╭─ Gegeven tekst
Derde ronde nationale competitie 2007

Home


De eerste thuis wedstrijd bracht het eerste van Stigt Thans andermaal een feestelijke uitslag. Met 16-4 werd Heijmans Excelsior opgebracht. Samen met Hiltex gaan we nu aan de leiding. Hiltex deed goed zaken door Huissen te verpletteren met 13-7. Onze wedstrijd was niet echt interessant, daarvoor was het krachtsverschil te groot. Gantwarg was na een halfuurtje uit. Zijn tegenstander vond het na de tweede combinatie welletjes. Ook tal van andere partijen werden beslist, door gebrek aan concentratie bij de tegenstander. De wedstrijd vertoonde wat dat betreft grote gelijkenis met eerdere duels tegen Excelsior. We kregen teveel en wat te gemakkelijk. Gelukkig was groene kerrie bij de chinees na afloop erg lekker.

Ron Heusdens heeft perioden, dat hij zich aan het voorbereiden is op toptoernooien. Hij pleegt dan openingsideeën bedoeld voor grootmeesters (die als een waanzinnige tegen hem op winst spelen) uit op tegenstanders in de clubcompetitie. Het resultaat valt dan wat tegen. De spelers in de competitie zijn immers dolblij met een punt. Dan hoeft er geen ijzer met handen gebroken te worden. Ron was zaterdag de enige met een tegenstander in het blauw.

De diagramstand heeft wel wat weg van de opening, die behandeld werd door Kees Thijssen op de masterclass. Meestal spelen de zwartspelers de zet 17-22 wat later. Echter ieder verstandig mens speelt hier gewoon 7.30-24x24 en zal gemakkelijk winnen gezien het enorme elo-verschil. Ron deed echter 7.32-28 23x32 8.37x17 11x22 9.29-23 19x28 10.30-24 20x29 11.34x32 op jacht naar het kleine voordeel.

En klein bleef het ook nadat zwart schijf 22 oploste via de defensieve uitval 11...22-27xx27. Diagram 2 is niet echt goed voor zwart, want zijn voorpost heeft totaal geen ondersteuning. De stand is evenwel weinig gecompliceerd en dat is wel wat waard tegen een grootmeester. Het ligt voor de hand om met wit veld 28 te bezetten en schijf 27 onder druk te zetten. 

In diagram 3 heeft wit te lang geaarzeld en is veld 28 aan zijn neus voorbijgegaan. Hij heeft nog wel een mooi centrale stelling. Echter na het aangewezen 38-32x32 is het jammer, dat de zwarte stand nog steeds weinig fouten heeft. Schijf 16 is immers opgelost, zodat van het onder druk zetten van schijf 22 weinig verwacht kan worden. In de partij speelde Ron de ruil 29-24x25 in de hoop veld 28 als nog binnen te kunnen halen. Dat lukte niet.
╰─
╭─ Gegevensuittreksel
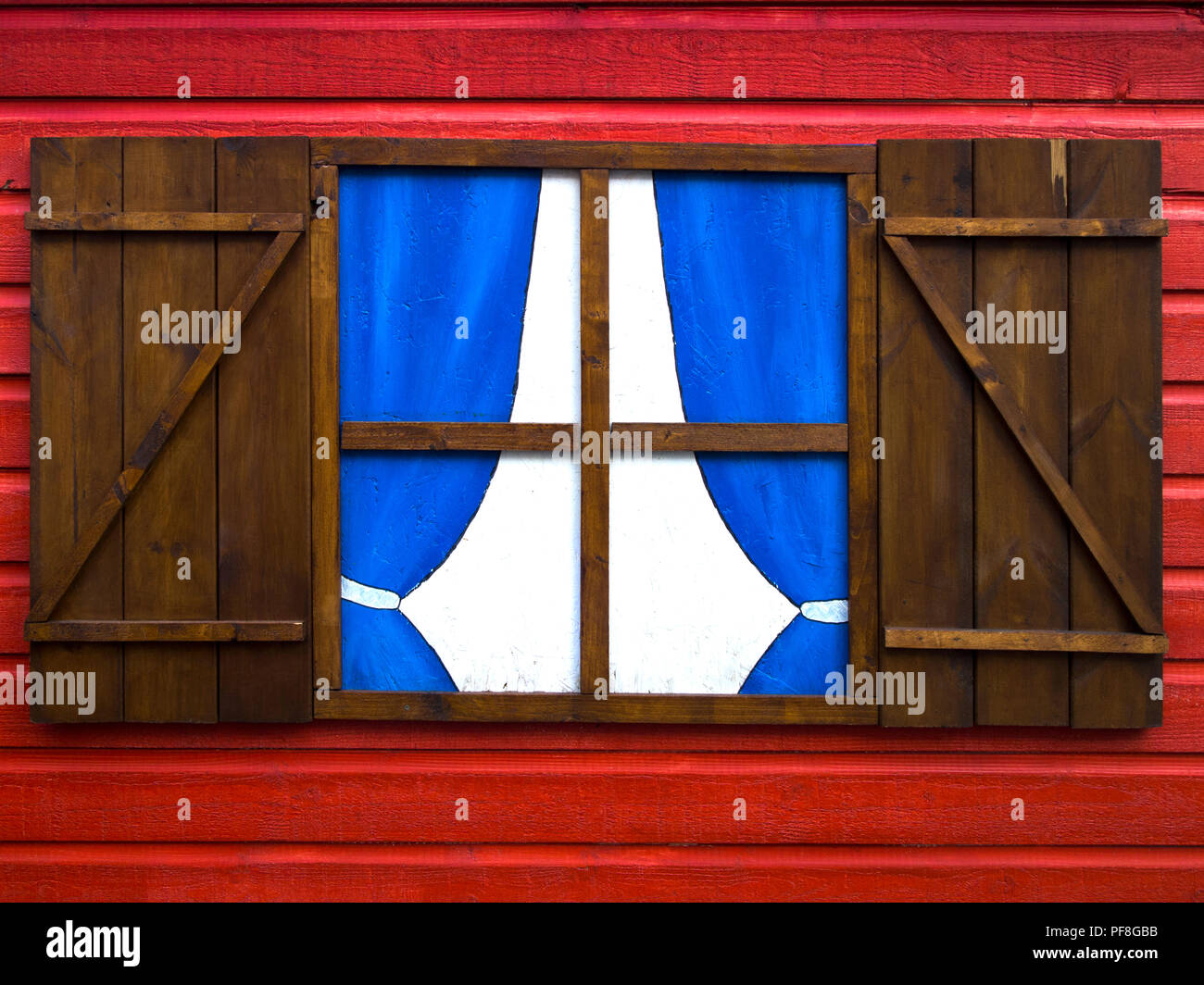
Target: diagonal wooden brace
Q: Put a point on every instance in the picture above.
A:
(157, 435)
(1006, 403)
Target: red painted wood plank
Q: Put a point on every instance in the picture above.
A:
(1179, 128)
(504, 873)
(15, 516)
(15, 329)
(13, 239)
(1183, 615)
(585, 53)
(1181, 732)
(1183, 336)
(1183, 425)
(1183, 521)
(601, 797)
(13, 607)
(13, 423)
(1183, 251)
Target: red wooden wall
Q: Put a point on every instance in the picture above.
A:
(366, 811)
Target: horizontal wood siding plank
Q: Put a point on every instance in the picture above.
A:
(725, 120)
(583, 53)
(502, 873)
(601, 797)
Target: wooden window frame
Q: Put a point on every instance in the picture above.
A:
(595, 160)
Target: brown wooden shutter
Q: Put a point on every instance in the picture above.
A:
(161, 452)
(1004, 451)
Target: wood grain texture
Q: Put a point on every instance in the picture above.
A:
(925, 405)
(450, 436)
(595, 873)
(1023, 640)
(169, 221)
(726, 436)
(263, 435)
(1019, 424)
(819, 122)
(591, 155)
(1115, 411)
(600, 797)
(76, 403)
(172, 517)
(167, 631)
(325, 605)
(595, 517)
(999, 225)
(677, 708)
(1080, 55)
(156, 437)
(1014, 513)
(1181, 732)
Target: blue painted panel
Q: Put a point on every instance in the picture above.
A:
(770, 249)
(420, 248)
(799, 659)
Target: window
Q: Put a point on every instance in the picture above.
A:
(585, 476)
(590, 431)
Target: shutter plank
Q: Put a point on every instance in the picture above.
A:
(926, 408)
(263, 440)
(1115, 409)
(76, 401)
(1014, 513)
(173, 511)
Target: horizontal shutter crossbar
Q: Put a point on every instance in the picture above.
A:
(731, 436)
(1074, 641)
(502, 436)
(922, 225)
(436, 152)
(164, 631)
(449, 436)
(168, 221)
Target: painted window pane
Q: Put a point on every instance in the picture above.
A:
(458, 301)
(729, 572)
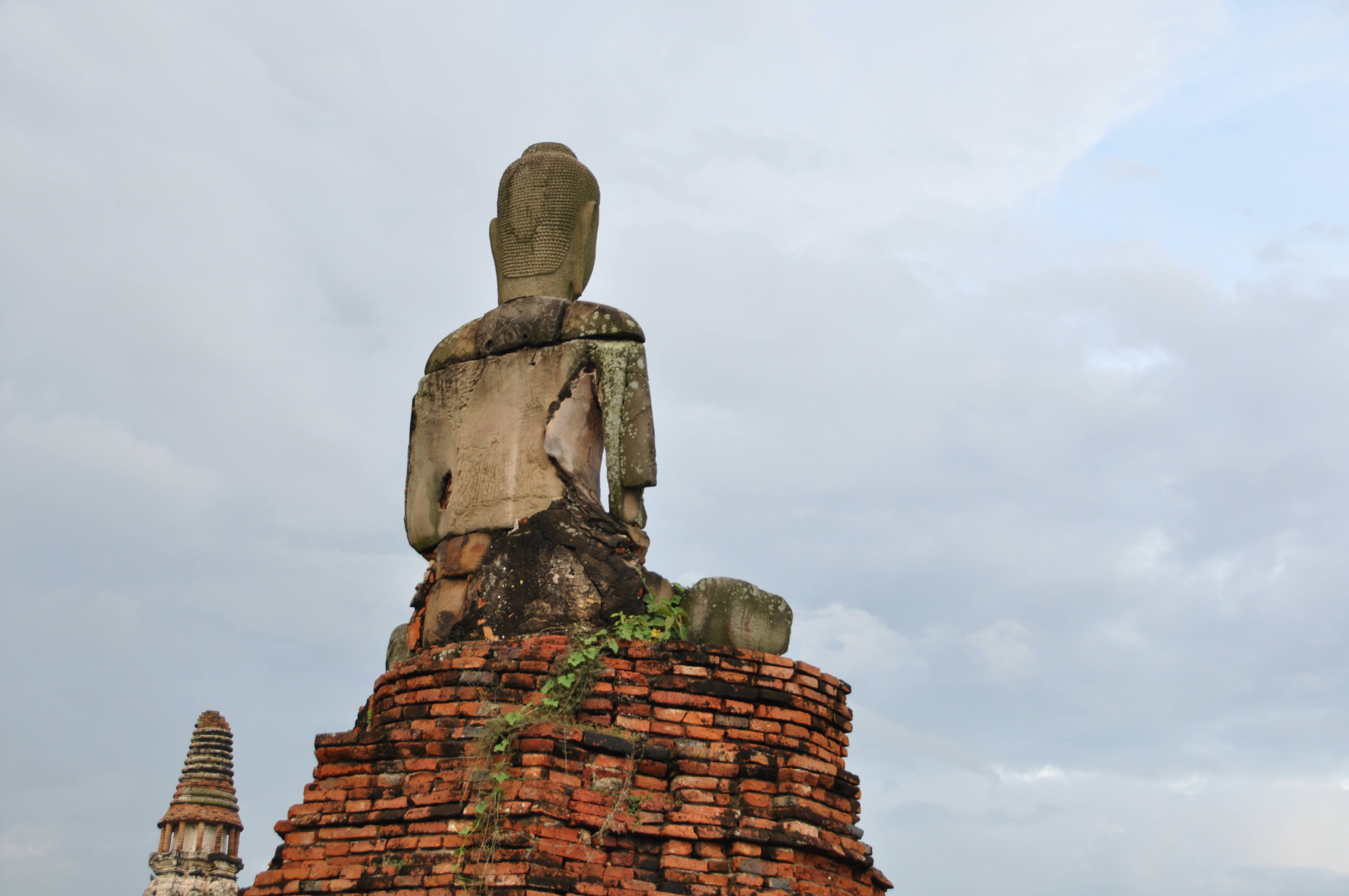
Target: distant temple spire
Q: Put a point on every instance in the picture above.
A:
(199, 836)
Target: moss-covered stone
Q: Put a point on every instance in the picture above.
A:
(738, 614)
(591, 320)
(455, 349)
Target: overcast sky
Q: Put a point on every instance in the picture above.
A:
(1008, 341)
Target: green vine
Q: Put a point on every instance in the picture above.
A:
(563, 696)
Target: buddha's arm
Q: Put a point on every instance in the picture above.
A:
(629, 435)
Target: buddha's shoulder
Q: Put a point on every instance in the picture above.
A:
(532, 322)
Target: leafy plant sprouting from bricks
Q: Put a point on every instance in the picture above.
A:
(563, 696)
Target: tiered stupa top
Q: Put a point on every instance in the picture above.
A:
(205, 789)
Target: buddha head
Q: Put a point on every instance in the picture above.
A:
(547, 219)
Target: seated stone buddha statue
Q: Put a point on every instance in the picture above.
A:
(518, 416)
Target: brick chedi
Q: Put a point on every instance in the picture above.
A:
(703, 771)
(199, 836)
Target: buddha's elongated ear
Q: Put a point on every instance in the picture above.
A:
(494, 237)
(583, 246)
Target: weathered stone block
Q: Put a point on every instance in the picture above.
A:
(591, 320)
(738, 614)
(531, 320)
(455, 349)
(462, 555)
(446, 604)
(477, 456)
(397, 651)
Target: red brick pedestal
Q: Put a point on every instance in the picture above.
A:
(692, 770)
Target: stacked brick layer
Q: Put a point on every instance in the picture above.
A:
(692, 770)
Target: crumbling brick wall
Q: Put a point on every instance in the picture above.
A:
(691, 770)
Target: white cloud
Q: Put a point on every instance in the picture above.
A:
(1004, 651)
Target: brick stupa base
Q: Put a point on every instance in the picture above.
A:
(692, 770)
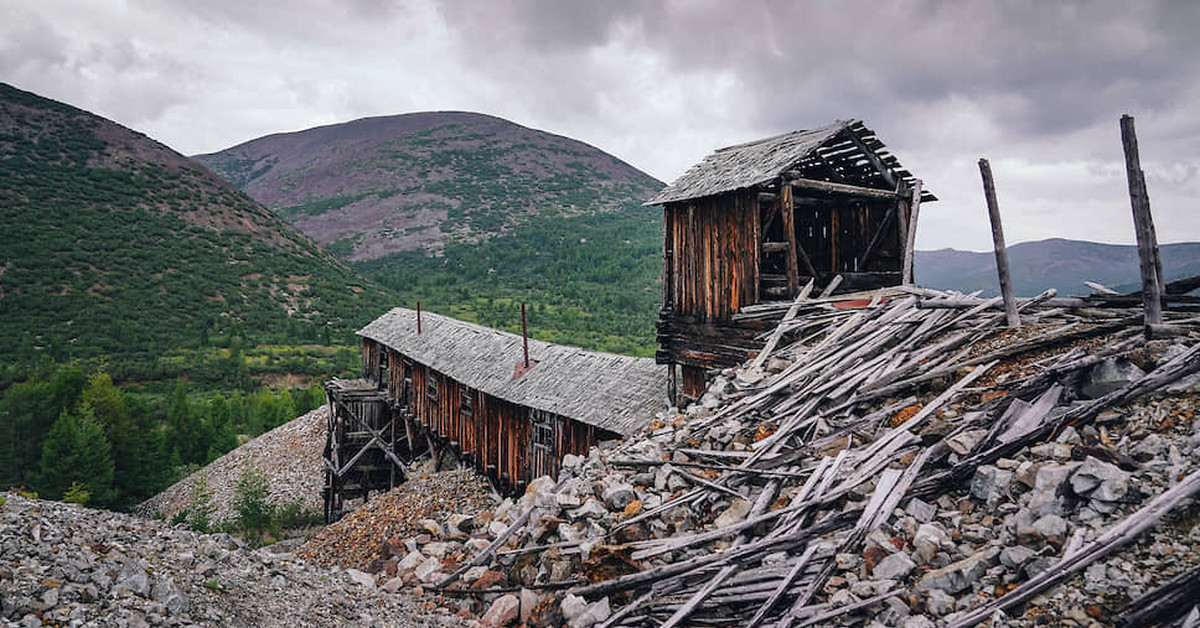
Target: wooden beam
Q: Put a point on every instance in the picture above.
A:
(997, 238)
(839, 189)
(871, 157)
(1144, 227)
(787, 214)
(910, 237)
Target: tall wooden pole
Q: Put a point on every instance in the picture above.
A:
(910, 247)
(1144, 226)
(525, 335)
(997, 240)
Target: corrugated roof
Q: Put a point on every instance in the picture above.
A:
(615, 393)
(831, 148)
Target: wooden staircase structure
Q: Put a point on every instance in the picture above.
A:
(367, 446)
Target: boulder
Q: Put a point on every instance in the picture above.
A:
(733, 514)
(1099, 480)
(1109, 376)
(991, 484)
(894, 567)
(960, 575)
(504, 611)
(617, 495)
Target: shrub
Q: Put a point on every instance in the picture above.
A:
(251, 501)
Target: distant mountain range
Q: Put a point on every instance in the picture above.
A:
(115, 245)
(377, 186)
(1055, 263)
(471, 215)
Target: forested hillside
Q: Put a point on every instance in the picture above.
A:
(115, 245)
(153, 315)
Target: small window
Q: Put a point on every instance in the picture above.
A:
(543, 430)
(467, 404)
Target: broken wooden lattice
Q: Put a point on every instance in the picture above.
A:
(868, 402)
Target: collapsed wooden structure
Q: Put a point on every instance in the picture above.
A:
(900, 398)
(508, 406)
(755, 222)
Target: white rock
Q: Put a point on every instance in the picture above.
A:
(733, 514)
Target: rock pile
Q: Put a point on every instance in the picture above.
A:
(433, 512)
(907, 464)
(289, 455)
(61, 564)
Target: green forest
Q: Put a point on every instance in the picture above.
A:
(591, 281)
(72, 434)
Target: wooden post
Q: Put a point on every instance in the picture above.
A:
(997, 239)
(787, 213)
(910, 247)
(1144, 227)
(525, 335)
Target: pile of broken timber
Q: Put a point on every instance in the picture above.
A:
(840, 441)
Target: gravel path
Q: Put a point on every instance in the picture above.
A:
(69, 566)
(291, 455)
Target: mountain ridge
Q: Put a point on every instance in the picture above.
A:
(119, 245)
(381, 185)
(1056, 263)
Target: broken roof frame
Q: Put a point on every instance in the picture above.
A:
(847, 148)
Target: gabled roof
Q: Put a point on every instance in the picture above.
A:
(615, 393)
(834, 153)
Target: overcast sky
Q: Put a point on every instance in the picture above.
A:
(1036, 87)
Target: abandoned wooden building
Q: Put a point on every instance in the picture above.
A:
(463, 389)
(755, 222)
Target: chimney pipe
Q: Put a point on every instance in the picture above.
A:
(525, 334)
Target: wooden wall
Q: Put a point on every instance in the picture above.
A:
(493, 436)
(712, 252)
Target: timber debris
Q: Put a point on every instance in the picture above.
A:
(893, 460)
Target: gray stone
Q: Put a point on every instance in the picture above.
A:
(591, 509)
(1053, 528)
(918, 621)
(617, 495)
(922, 512)
(133, 575)
(430, 566)
(363, 578)
(964, 442)
(1015, 556)
(733, 514)
(1045, 498)
(939, 603)
(1060, 452)
(411, 561)
(960, 575)
(504, 611)
(1099, 480)
(894, 567)
(991, 484)
(1108, 376)
(579, 614)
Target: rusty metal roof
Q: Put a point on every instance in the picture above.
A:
(833, 153)
(615, 393)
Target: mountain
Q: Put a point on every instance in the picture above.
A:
(1055, 263)
(472, 215)
(417, 181)
(117, 245)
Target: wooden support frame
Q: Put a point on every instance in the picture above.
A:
(1144, 226)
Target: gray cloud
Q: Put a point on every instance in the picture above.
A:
(1036, 87)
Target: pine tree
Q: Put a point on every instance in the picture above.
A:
(76, 450)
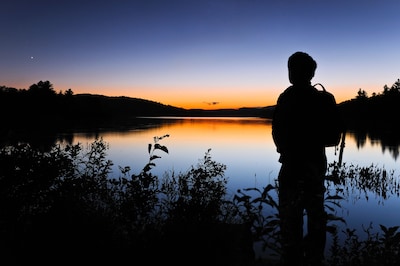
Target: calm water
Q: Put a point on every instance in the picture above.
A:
(245, 146)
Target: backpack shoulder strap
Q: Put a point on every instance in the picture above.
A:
(319, 84)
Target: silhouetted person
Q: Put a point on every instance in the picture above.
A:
(303, 165)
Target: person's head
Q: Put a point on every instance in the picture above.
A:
(301, 68)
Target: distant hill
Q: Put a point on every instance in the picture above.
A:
(41, 107)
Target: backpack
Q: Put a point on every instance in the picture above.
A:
(331, 121)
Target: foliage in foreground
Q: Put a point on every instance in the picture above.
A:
(65, 202)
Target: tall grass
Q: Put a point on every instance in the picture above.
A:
(64, 202)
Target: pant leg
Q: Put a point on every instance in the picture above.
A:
(291, 211)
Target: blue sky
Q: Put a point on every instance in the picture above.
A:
(191, 53)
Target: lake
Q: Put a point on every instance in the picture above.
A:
(246, 147)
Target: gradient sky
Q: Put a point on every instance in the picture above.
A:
(198, 53)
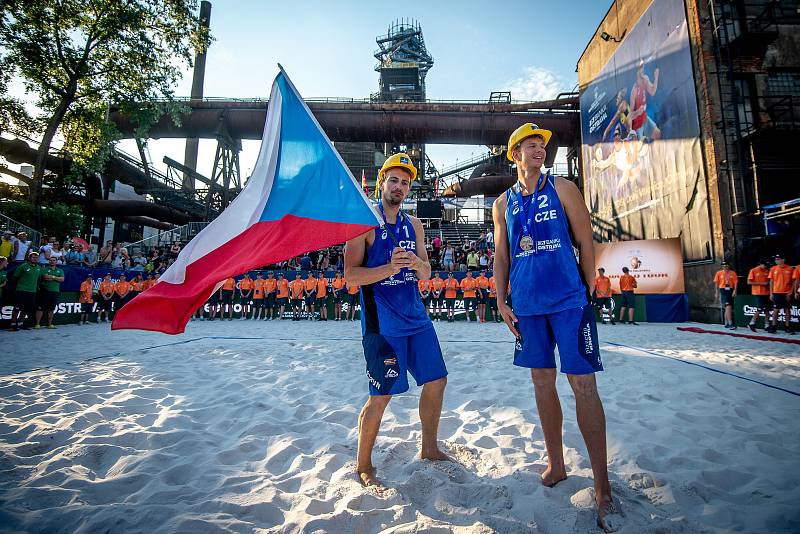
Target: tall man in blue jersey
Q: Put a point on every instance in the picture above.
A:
(533, 222)
(398, 334)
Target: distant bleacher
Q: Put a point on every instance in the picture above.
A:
(458, 233)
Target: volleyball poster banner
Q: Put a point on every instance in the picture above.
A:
(641, 148)
(656, 264)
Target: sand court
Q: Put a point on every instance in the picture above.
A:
(243, 426)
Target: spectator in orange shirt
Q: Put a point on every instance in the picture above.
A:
(468, 285)
(137, 286)
(337, 288)
(259, 286)
(214, 304)
(437, 295)
(106, 299)
(353, 298)
(228, 288)
(424, 288)
(85, 298)
(298, 288)
(780, 292)
(758, 279)
(796, 282)
(482, 295)
(726, 280)
(450, 292)
(492, 300)
(246, 295)
(627, 284)
(602, 295)
(310, 293)
(282, 288)
(322, 296)
(121, 290)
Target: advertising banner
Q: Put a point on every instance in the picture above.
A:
(656, 264)
(641, 148)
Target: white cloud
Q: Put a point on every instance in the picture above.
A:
(537, 84)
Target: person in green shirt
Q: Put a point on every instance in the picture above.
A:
(52, 277)
(27, 278)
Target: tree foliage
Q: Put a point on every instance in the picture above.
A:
(77, 58)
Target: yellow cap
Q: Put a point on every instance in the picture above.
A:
(400, 160)
(523, 132)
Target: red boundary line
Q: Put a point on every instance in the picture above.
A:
(748, 336)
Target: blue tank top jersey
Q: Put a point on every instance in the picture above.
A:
(545, 277)
(392, 307)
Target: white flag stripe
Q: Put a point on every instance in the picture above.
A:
(246, 208)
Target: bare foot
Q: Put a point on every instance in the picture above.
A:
(435, 455)
(609, 514)
(368, 479)
(553, 476)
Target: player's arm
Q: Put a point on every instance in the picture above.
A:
(358, 275)
(419, 261)
(581, 225)
(502, 262)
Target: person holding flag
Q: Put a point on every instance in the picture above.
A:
(300, 197)
(398, 334)
(536, 223)
(337, 288)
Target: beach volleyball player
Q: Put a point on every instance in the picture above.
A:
(534, 221)
(398, 336)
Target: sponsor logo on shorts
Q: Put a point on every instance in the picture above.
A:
(588, 344)
(373, 381)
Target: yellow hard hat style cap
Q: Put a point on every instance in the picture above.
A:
(523, 132)
(400, 160)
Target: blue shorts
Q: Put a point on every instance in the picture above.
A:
(574, 331)
(390, 358)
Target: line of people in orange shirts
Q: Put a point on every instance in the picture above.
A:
(439, 296)
(270, 298)
(110, 296)
(773, 287)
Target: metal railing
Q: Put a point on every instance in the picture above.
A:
(182, 234)
(10, 225)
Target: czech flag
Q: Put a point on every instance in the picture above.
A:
(300, 197)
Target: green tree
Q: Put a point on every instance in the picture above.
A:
(77, 57)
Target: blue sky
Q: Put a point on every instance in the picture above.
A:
(528, 47)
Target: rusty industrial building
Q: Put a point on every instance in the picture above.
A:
(745, 62)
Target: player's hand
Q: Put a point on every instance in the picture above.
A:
(400, 259)
(508, 316)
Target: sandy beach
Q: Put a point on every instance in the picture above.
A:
(249, 426)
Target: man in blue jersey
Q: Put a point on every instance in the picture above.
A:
(534, 221)
(398, 334)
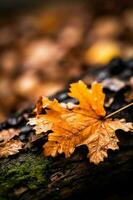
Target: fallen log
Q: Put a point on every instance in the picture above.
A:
(29, 175)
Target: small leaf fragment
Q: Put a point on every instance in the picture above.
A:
(10, 148)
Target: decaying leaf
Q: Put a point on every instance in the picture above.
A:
(83, 124)
(10, 148)
(6, 135)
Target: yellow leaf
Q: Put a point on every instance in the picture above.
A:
(83, 124)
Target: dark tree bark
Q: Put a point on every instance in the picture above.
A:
(31, 176)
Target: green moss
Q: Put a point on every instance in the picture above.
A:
(29, 172)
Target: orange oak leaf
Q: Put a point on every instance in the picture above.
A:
(82, 124)
(10, 148)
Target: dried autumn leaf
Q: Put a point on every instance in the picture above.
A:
(6, 135)
(84, 124)
(10, 148)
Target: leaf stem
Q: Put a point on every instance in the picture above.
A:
(119, 110)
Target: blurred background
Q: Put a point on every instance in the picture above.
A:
(46, 44)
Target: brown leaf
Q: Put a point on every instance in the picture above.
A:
(6, 135)
(10, 148)
(83, 124)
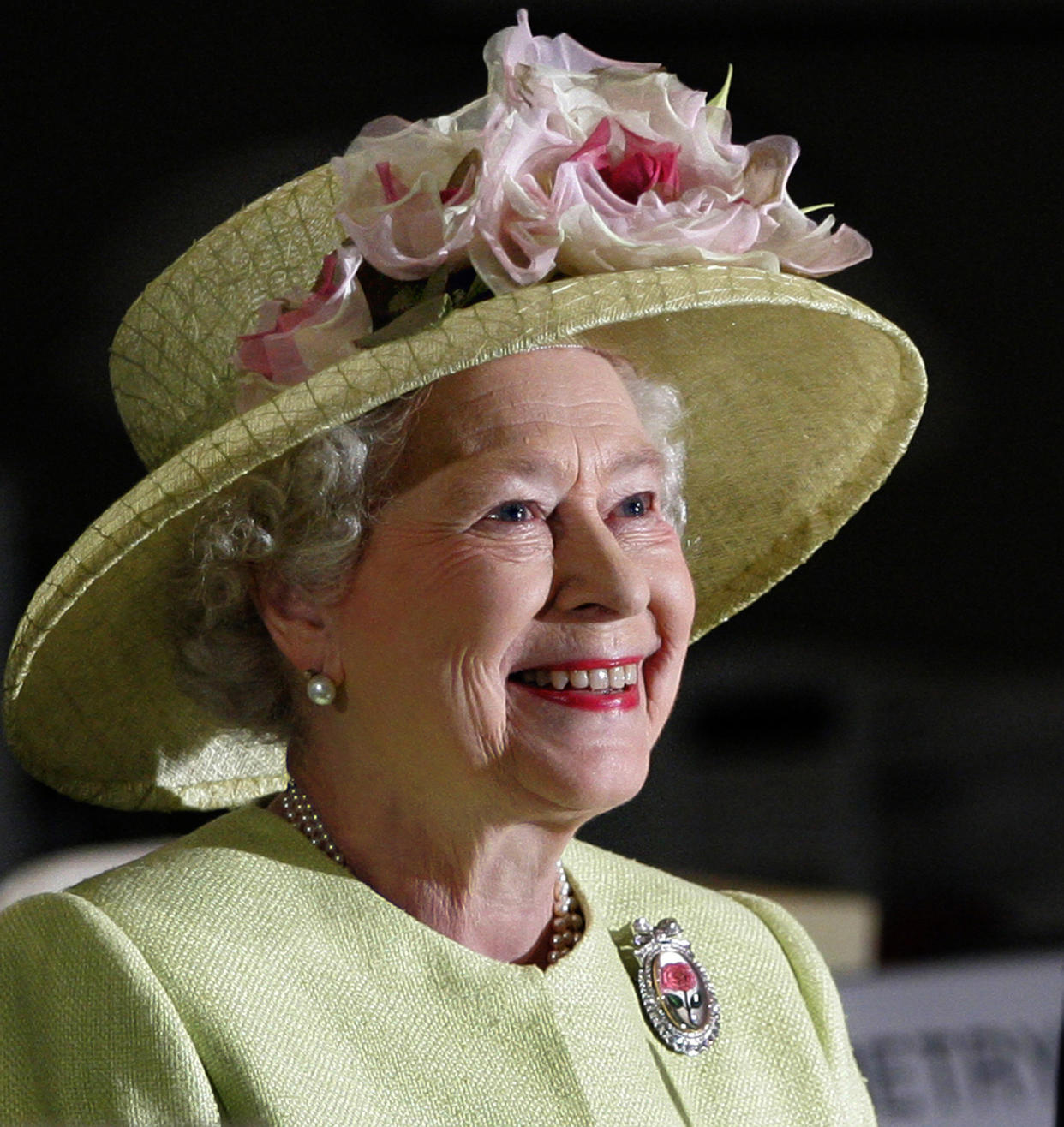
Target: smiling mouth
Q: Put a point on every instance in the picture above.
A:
(600, 678)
╰─
• **Reeks opdrachten**
- A) Neem uit het wedstrijdverslag het stuk over dat begint bij de woorden "De diagramstand heeft" en eindigt na "het kleine voordeel.", en wissel daarin "masterclass" om voor "clubavond".
- B) Beantwoord op basis van het wedstrijdverslag:
(i) Met welke uitslag werd Heijmans Excelsior verslagen?
(ii) Wie behandelde op de masterclass de opening waarop de diagramstand lijkt?
(iii) Welke ruil speelde Ron in de partij in de hoop veld 28 alsnog binnen te halen?
De rijen staan los van de tekst.

• **Antwoorden opdrachten**
- A)
De diagramstand heeft wel wat weg van de opening, die behandeld werd door Kees Thijssen op de clubavond. Meestal spelen de zwartspelers de zet 17-22 wat later. Echter ieder verstandig mens speelt hier gewoon 7.30-24x24 en zal gemakkelijk winnen gezien het enorme elo-verschil. Ron deed echter 7.32-28 23x32 8.37x17 11x22 9.29-23 19x28 10.30-24 20x29 11.34x32 op jacht naar het kleine voordeel.

- B)
(i) Met 16-4.
(ii) Kees Thijssen.
(iii) De ruil 29-24x25.